Required task 1:
Please answer these questions about the forum thread on Purple Bricks below:
(a) In what year did Radish293 sell with Purple Bricks?
(b) How many houses near Tyrefitter's were for sale, and how many of them were with local agents?
(c) Over how many months had ollienoclue viewed properties as a buyer?

Extract to read:
# Purple bricks?



## great gonzo (Nov 4, 2010)

Has anyone bought or sold through purple bricks?
I’m looking at selling a property and would appreciate any feed back. 


Gonz.


----------



## percymon (Jun 27, 2007)

Looked at selling deceased father in laws property using them last year. They were quick to assess and photograph in fairness (albeit local estate came same day too!). Local EA was cheaper , and had the advantage of knowing the vicinity better with list of locals looking for the type of property. 

The deciding factor for me was trying to find a house for sale on my own street , being sold with purple bricks; it was very difficult to find online, so if I was struggling to see it I wondered how many potentially buyers failed to see it too. Perhaps a function of postcode or search area anomalies but it was the deciding factor to not use them. 

Whilst a lot of potential buyers will use the internet there will always be people, young and old, who window shop or visit the high street EAs


----------



## Andyblue (Jun 20, 2017)

One of the lads at work sold his house via them and said it was very easy, app worked well and he got alerts with viewing bookings (done via app I think he said) and also alert with an offer - this is when he then spoke to an agent to discuss. 

He was saying the other week he'd def recommend them...


----------



## Radish293 (Mar 16, 2012)

We sold ours in 2016 they were absolutely fantastic and I can’t praise them enough. Our expert Ian Welters really knew his stuff. He did loads of research before the first meeting. No hard sell left it up to us. Th Pericles was fantastic and we saved loads. We were aiming to get the maximum for our house so he suggested the premium listing in Rightmove which was extra but worth it. We also used their conveyancing firm which was interest based and a bit of a faff I would defiantly use them again. 


Sent from my iPad using Tapatalk


----------



## garage_dweller (Apr 10, 2018)

We sold my father in laws house with them. Found them useless in many respects , wouldn’t go near them again. 

There will be good & bad agents with them, unfortunately we got a hopeless one. 


Sent from my iPhone using Tapatalk


----------



## Tyrefitter (Feb 13, 2010)

5 houses were for sale within a few hundred yards of ours,,4 with local agents all sold,one with PB didn’t sell he ended up taking it off the market & decided to stay.

Andy.


----------



## mike90 (Jan 30, 2016)

We bought our house through purple bricks and they where great! Like someone said it will depend who the local agent is but ours was very good. 


Sent from my iPad using Tapatalk


----------



## ollienoclue (Jan 30, 2017)

Will depend hugely on the local agent, your mileage may vary.

Our experience (as buyers who have viewed upwards of 20 properties over the course of 18 months): I would rather cut my own foot off than sell or buy from them.

Had a viewing booked on a property. Agent was late so the retired owners (who were understandably unimpressed with the woman as this was not the first instance she was late) showed us around. I had the impression she had taken the agency slot as a second job but I may be totally wrong.

When she did arrive she did not know the locality whatsoever and was not the kind of person I would ever has put down as a salesperson of any kind- one of those people who flip through things, float from one subject to another giving only superficial attention to any one topic.

Dataset records:
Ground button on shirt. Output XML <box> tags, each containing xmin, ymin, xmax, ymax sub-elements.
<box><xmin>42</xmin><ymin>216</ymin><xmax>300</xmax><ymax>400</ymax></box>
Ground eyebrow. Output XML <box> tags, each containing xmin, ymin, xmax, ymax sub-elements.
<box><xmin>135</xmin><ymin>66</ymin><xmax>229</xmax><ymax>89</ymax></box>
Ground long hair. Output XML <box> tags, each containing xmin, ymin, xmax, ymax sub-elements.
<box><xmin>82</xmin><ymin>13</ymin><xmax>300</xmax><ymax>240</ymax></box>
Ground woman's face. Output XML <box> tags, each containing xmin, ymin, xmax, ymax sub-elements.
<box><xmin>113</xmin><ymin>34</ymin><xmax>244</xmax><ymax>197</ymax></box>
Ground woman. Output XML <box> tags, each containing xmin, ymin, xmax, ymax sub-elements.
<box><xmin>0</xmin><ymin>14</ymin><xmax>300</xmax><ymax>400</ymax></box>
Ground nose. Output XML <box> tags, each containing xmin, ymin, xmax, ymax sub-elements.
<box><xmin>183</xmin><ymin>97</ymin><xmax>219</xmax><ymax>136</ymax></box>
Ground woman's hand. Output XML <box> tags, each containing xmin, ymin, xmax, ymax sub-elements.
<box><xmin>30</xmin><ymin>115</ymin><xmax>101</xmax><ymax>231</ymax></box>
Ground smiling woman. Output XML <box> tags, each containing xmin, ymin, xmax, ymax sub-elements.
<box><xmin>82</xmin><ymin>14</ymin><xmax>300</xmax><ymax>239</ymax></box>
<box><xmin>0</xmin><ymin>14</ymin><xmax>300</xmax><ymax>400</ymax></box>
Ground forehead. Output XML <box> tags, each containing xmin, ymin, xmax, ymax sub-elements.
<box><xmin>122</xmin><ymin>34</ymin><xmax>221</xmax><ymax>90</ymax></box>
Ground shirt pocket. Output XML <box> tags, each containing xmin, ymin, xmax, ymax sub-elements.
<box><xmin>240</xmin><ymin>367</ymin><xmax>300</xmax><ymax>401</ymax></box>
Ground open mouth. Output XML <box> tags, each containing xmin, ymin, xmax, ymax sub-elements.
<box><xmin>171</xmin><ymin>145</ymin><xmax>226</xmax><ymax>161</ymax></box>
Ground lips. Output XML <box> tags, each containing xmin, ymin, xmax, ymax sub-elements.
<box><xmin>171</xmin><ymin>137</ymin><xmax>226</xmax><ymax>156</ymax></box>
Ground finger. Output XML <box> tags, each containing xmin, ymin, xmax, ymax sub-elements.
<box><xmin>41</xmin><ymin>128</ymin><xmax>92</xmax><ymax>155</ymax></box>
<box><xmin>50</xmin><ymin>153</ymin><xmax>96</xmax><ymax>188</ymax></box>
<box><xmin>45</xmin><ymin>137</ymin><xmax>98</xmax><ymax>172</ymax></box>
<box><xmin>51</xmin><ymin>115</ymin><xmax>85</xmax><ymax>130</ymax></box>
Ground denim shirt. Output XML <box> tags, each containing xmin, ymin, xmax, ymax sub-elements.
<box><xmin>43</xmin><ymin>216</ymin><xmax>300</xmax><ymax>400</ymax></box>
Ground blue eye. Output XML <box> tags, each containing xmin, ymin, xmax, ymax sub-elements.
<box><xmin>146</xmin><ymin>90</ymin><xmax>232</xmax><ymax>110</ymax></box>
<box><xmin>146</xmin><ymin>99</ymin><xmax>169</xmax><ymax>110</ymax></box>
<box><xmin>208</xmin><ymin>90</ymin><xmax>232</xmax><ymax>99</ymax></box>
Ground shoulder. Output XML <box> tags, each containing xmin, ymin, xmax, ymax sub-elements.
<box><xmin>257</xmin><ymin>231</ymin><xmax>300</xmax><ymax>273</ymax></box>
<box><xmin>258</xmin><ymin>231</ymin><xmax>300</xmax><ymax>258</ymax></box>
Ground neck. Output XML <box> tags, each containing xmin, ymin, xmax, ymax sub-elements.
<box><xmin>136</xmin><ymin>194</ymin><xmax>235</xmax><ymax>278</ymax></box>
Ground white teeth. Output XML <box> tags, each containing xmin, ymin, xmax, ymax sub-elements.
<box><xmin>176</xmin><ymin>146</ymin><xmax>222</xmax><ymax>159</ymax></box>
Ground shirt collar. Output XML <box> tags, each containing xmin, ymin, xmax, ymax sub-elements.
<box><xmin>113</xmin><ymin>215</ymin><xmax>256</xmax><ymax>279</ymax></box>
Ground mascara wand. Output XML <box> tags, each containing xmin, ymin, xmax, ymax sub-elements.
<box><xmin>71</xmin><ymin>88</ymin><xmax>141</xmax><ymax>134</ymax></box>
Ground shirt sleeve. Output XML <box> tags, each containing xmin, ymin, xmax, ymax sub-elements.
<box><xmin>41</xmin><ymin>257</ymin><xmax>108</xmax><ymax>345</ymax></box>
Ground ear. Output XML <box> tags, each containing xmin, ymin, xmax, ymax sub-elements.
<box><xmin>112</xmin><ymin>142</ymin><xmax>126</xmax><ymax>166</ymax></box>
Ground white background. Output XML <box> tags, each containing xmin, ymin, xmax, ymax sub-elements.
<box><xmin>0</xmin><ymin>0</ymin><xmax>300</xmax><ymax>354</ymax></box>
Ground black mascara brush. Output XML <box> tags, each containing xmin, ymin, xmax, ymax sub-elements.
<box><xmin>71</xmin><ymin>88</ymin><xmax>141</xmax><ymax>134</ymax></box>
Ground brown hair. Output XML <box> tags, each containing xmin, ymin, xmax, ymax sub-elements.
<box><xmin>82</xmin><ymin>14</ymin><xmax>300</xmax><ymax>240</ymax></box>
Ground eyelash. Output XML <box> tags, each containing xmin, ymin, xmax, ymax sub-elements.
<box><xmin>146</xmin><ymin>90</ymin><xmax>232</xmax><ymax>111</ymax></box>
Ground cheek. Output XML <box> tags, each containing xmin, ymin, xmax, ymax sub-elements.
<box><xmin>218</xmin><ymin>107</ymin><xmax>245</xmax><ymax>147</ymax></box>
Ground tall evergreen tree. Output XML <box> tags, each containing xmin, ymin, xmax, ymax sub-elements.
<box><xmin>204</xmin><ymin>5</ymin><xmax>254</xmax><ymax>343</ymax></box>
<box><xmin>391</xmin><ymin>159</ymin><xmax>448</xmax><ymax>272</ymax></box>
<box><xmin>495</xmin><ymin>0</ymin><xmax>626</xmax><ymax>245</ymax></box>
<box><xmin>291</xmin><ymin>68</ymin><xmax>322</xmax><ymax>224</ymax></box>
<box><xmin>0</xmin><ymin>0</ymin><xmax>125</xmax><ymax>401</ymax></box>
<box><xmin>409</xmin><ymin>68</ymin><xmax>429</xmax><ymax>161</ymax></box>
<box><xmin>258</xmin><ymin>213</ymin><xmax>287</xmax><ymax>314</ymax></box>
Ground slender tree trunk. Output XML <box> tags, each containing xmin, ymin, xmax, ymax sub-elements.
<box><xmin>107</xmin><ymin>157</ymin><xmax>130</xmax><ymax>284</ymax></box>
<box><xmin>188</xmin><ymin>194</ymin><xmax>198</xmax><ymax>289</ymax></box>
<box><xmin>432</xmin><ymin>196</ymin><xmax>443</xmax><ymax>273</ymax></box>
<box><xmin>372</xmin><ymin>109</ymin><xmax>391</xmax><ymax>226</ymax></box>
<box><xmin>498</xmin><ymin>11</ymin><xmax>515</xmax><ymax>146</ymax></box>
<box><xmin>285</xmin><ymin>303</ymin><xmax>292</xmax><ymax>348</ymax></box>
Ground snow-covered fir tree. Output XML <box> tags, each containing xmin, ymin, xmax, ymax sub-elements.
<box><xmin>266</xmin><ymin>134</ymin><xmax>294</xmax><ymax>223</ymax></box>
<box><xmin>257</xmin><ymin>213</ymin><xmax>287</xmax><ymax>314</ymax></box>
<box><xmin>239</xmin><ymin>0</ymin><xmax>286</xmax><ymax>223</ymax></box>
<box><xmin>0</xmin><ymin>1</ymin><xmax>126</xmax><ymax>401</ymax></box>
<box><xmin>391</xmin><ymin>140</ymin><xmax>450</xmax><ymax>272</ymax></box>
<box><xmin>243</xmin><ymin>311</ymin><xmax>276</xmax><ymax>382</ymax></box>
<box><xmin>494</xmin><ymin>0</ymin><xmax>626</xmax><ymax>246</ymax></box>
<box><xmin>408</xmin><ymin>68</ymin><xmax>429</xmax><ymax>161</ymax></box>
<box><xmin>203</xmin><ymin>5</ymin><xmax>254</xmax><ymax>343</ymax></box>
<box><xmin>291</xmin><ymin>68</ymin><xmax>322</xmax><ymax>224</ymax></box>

Required task 2: Collect every line of the records above that contains the word "mascara". Case counts.

Answer 1:
(a) 2016
(b) Five houses were for sale, and four of them were with local agents.
(c) 18 months

Answer 2:
Ground mascara wand. Output XML <box> tags, each containing xmin, ymin, xmax, ymax sub-elements.
Ground black mascara brush. Output XML <box> tags, each containing xmin, ymin, xmax, ymax sub-elements.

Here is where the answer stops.